- _SET TASK_: Would you return the complete listing below word for word?

- _SOURCE RECORDS_:
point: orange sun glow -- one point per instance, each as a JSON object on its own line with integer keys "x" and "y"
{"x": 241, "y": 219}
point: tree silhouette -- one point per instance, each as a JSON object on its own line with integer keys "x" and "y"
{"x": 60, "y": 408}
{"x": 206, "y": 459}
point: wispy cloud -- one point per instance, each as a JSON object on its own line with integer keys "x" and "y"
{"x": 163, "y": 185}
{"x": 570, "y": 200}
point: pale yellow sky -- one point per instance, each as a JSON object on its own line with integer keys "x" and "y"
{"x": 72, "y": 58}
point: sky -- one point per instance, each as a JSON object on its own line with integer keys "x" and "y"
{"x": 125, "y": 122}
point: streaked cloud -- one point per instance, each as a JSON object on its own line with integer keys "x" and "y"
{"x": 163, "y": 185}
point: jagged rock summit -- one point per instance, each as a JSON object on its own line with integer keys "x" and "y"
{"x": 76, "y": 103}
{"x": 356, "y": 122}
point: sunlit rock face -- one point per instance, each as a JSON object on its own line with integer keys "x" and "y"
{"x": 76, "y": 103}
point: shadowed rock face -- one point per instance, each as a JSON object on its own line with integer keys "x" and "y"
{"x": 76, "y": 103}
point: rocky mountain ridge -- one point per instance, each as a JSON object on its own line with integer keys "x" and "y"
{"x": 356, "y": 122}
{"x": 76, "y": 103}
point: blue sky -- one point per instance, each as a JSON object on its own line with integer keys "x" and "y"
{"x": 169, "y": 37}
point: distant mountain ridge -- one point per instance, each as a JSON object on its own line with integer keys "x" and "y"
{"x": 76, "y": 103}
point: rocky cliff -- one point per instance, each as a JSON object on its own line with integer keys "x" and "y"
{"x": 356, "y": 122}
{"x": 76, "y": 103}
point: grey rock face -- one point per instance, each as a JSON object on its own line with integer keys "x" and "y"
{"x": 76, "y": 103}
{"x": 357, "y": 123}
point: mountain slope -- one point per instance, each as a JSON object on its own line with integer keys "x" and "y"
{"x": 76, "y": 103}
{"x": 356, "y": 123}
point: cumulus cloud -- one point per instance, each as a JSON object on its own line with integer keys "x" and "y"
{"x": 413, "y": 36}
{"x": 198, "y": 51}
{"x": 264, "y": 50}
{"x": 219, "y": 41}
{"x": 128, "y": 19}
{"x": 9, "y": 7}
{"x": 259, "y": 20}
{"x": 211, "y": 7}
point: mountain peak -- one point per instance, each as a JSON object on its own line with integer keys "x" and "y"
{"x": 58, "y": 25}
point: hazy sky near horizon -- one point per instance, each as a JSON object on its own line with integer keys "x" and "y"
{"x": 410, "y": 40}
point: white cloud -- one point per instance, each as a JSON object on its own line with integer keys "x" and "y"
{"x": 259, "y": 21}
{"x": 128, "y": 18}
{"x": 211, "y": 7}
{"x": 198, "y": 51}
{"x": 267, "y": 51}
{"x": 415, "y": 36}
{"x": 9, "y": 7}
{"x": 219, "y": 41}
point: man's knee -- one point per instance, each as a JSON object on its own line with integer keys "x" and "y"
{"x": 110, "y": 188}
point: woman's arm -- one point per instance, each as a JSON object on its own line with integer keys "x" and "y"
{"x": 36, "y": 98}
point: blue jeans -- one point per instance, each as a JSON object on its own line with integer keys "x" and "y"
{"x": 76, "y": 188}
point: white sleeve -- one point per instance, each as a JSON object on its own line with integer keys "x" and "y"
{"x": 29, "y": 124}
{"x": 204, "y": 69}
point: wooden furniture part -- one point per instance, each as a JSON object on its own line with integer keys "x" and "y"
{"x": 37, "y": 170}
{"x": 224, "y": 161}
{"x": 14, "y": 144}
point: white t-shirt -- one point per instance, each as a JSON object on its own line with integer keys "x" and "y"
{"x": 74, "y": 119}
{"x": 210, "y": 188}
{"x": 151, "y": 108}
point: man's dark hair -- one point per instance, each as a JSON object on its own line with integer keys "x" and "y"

- _CORRECT ANSWER_:
point: orange sun glow -- one point per instance, each as a JSON object on its own line with integer keys "x" and "y"
{"x": 241, "y": 219}
point: tree silhouette -- one point per instance, each as a JSON object on its own line with integer keys "x" and "y"
{"x": 60, "y": 408}
{"x": 206, "y": 459}
point: wispy cloud -- one point per instance, each as a JSON object on its own line with integer keys "x" and "y"
{"x": 163, "y": 185}
{"x": 570, "y": 200}
point: pale yellow sky -- one point per instance, each as a JSON object on its own line with integer keys "x" and "y"
{"x": 72, "y": 58}
point: sky -- one point per instance, each as a JSON object on its own line with integer keys "x" and "y"
{"x": 125, "y": 122}
point: streaked cloud -- one point per instance, each as a JSON object on its own line with integer keys "x" and "y"
{"x": 163, "y": 185}
point: jagged rock summit -- one point per instance, each as a JSON object on its own line with integer keys "x" and "y"
{"x": 76, "y": 103}
{"x": 356, "y": 122}
point: sunlit rock face -- one point per instance, each as a JSON object on its own line with integer keys "x" and "y"
{"x": 76, "y": 103}
point: shadowed rock face -- one point per instance, each as a JSON object on its own line with integer keys "x" and "y"
{"x": 76, "y": 103}
point: rocky mountain ridge -- one point per instance, each as a JSON object on its own line with integer keys "x" and "y"
{"x": 356, "y": 122}
{"x": 76, "y": 103}
point: blue sky -- one point per instance, each as a JSON object on its own line with integer keys "x" and "y"
{"x": 169, "y": 37}
point: distant mountain ridge -- one point per instance, each as a JSON object on its own line with integer keys "x" and "y"
{"x": 76, "y": 103}
point: rocky cliff -- one point per instance, each as a JSON object on its own line with integer keys "x" and "y"
{"x": 356, "y": 122}
{"x": 76, "y": 103}
point: grey rock face -- one point per instance, each as a JSON object on its own line with integer keys "x" and "y"
{"x": 76, "y": 103}
{"x": 357, "y": 123}
point: mountain slope -- one point per instance, each as a JSON object on its own line with integer keys "x" and "y"
{"x": 76, "y": 103}
{"x": 356, "y": 123}
point: cumulus cloud -- one point per instance, each as a JSON object on its own line with integer keys "x" and "y"
{"x": 413, "y": 36}
{"x": 198, "y": 51}
{"x": 264, "y": 50}
{"x": 219, "y": 41}
{"x": 128, "y": 19}
{"x": 9, "y": 7}
{"x": 259, "y": 20}
{"x": 211, "y": 7}
point: mountain peak -- one point per instance, each as a JSON object on its own line with integer keys "x" and "y"
{"x": 58, "y": 25}
point: hazy sky near horizon -- one point per instance, each as a JSON object on its own line with integer keys "x" and "y"
{"x": 410, "y": 40}
point: white cloud -- one point per instance, each as a JSON object on its own line with integer keys "x" and "y"
{"x": 259, "y": 21}
{"x": 128, "y": 18}
{"x": 211, "y": 7}
{"x": 198, "y": 51}
{"x": 267, "y": 51}
{"x": 415, "y": 36}
{"x": 9, "y": 7}
{"x": 219, "y": 41}
point: man's knee -- one point per instance, each as a JSON object on its own line with integer keys "x" and "y"
{"x": 110, "y": 188}
point: woman's arm -- one point per instance, each as a JSON object on its own line with integer keys "x" and "y"
{"x": 36, "y": 98}
point: blue jeans -- one point per instance, each as a JSON object on its own line with integer keys "x" and "y"
{"x": 76, "y": 188}
point: white sleeve -- one point per instance, each as a JSON object on its own line with integer keys "x" and "y"
{"x": 29, "y": 124}
{"x": 204, "y": 69}
point: wooden furniture part -- one point per instance, each as a JSON object on its own line with integer keys "x" and "y"
{"x": 37, "y": 170}
{"x": 224, "y": 161}
{"x": 14, "y": 144}
point: white t-shirt -- one point per instance, each as a JSON object on its own line with integer keys "x" and "y"
{"x": 74, "y": 119}
{"x": 210, "y": 188}
{"x": 151, "y": 108}
point: man's dark hair -- one point per instance, each as a JSON object on its own line with integer keys "x" and "y"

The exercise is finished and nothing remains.